- _SET TASK_: Render every line of the records below as a JSON list of strings, one string per line, omitting blank lines. Leave the pictures out of the list.

Stored items
- - -
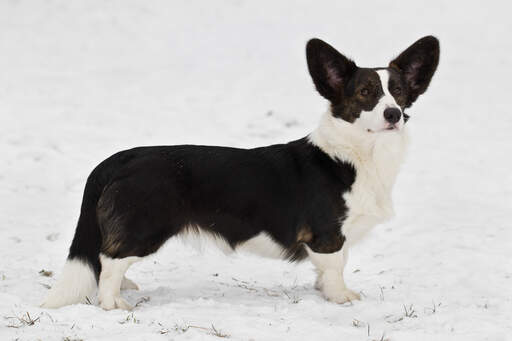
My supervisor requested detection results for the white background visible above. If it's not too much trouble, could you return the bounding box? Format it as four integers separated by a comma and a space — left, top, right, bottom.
0, 0, 512, 341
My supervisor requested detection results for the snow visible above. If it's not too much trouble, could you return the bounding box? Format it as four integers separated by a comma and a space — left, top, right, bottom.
0, 0, 512, 341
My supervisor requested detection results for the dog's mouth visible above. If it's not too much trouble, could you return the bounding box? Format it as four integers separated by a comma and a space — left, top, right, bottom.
367, 124, 400, 133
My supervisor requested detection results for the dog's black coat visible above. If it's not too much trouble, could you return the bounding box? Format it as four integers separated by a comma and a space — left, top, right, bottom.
- - -
- _TASK OUTPUT_:
[
  "My supervisor requested detection results for the white background visible above. If it's not too much trouble, could you return the bounding box? Format it as four integers separated by a comma and a space — left, top, right, bottom.",
  "0, 0, 512, 341",
  "My supervisor requested detection results for the snow visible above. If it's not too much trouble, could you return the bounding box? Format it as four integers separated by a comma and a space — left, top, right, bottom.",
  "0, 0, 512, 341",
  "My supervisor requested detection results for the dog's mouth visible above. If it's not too much trouble, could you return the bounding box? Format it as four integers separated by a comma and a space — left, top, right, bottom.",
  "367, 124, 400, 133",
  "My supervisor requested detection results for the dog's black coat visible above. If it's not too much trouble, could you return the bounding box? Format it as four integers separated by a comma and a space — left, top, right, bottom."
]